##### SUPPLIED INFORMATION #####

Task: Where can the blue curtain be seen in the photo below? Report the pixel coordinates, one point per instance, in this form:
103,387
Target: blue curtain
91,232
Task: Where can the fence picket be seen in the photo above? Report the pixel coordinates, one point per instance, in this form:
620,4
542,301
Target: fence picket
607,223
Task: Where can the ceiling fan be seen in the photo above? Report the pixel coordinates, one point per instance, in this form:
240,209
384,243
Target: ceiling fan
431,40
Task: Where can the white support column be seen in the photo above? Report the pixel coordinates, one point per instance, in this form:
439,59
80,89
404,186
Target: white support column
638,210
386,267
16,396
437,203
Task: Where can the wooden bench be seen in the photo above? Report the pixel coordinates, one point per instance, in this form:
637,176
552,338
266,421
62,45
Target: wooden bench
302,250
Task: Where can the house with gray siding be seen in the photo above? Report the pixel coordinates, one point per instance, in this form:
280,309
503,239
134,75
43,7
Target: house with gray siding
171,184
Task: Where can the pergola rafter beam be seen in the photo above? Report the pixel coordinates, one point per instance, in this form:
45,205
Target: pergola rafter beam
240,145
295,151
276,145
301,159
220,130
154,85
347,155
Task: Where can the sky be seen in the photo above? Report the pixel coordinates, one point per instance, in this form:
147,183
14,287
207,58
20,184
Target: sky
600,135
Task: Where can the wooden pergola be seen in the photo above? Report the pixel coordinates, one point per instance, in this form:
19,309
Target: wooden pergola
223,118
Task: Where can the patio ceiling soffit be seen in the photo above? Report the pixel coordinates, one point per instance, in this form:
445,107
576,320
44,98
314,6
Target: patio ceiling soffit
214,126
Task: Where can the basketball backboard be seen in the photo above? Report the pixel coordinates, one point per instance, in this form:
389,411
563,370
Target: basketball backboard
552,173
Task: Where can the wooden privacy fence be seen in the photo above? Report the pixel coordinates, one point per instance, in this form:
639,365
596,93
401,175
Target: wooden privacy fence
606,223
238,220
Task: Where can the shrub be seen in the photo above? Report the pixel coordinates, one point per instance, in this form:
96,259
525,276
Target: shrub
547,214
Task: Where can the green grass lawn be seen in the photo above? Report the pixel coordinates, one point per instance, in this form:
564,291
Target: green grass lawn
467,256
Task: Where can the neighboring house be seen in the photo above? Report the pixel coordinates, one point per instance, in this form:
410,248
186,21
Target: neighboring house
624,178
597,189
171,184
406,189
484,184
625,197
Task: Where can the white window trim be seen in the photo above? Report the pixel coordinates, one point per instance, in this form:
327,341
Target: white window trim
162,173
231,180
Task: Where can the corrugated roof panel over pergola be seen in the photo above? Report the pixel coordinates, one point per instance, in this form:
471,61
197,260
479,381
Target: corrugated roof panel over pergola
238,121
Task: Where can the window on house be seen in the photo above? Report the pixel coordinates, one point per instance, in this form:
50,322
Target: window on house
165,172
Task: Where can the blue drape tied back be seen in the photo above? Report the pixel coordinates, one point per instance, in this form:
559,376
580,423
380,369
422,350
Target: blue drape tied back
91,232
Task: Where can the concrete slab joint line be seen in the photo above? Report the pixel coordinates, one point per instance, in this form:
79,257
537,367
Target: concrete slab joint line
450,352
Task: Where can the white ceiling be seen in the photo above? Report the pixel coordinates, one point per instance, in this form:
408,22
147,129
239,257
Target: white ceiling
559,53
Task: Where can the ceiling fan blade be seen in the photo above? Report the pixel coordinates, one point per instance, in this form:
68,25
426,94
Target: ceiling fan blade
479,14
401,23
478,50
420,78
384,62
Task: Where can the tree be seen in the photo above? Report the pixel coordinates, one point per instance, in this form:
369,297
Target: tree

#####

● GIVEN REQUEST
Return, word for word, every line from the line with "Task: Where can the white ceiling" to the final line of the data.

● RESULT
Task: Where can the white ceiling be seen in the photo above? Report the pixel coordinates, one point per instance, in this form:
408,22
147,129
239,257
Target: white ceiling
559,53
Task: Where can the ceiling fan blade be seen in the photo above? Report the pixel coordinates, one point per instance, in this form:
68,25
426,94
Target: ceiling fan blade
479,14
401,23
478,50
420,78
384,62
Task: Where can the tree be seen in the photo above? Report the pixel coordinates, one point per instance, in this form:
369,297
Target: tree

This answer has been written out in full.